Required work:
Copy the following lines word for word, keeping every character unchanged.

[Dataset excerpts on object pointing]
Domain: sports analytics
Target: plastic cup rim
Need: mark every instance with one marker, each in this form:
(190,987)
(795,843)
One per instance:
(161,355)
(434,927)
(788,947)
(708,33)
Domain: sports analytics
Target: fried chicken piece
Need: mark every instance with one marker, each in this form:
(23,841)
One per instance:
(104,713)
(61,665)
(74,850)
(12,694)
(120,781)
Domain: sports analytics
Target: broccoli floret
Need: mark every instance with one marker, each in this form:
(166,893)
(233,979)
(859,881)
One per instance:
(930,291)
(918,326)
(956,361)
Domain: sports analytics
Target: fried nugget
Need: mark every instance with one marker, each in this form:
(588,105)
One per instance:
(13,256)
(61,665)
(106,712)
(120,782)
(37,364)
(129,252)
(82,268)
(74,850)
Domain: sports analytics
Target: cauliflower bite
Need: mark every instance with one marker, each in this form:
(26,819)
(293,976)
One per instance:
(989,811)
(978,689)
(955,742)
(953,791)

Solution to this task:
Domain: sports analytics
Target: plastic cup rim
Need: mark every instance with one marker, each in this form:
(190,987)
(795,843)
One per instance:
(161,355)
(434,927)
(788,947)
(708,33)
Domain: sports analytics
Target: fried chicken piece
Need: mark every instance with one marker, each in this form:
(23,841)
One per instance:
(104,713)
(61,665)
(74,850)
(12,694)
(120,781)
Domain: sports analytics
Target: broccoli floret
Need: mark every instance with one marker, each in this form:
(166,893)
(233,979)
(859,881)
One per instance:
(930,291)
(918,326)
(956,361)
Domain: sports analytics
Target: fried nugget
Need: mark every instance with one marker, each in this form:
(588,105)
One per instance:
(13,256)
(61,665)
(106,712)
(120,782)
(37,364)
(129,252)
(82,268)
(74,850)
Domain: sports analytics
Target: cauliflower bite
Need: mark every instance with one marker, each in this form:
(26,819)
(293,976)
One per instance:
(989,811)
(978,689)
(955,742)
(953,791)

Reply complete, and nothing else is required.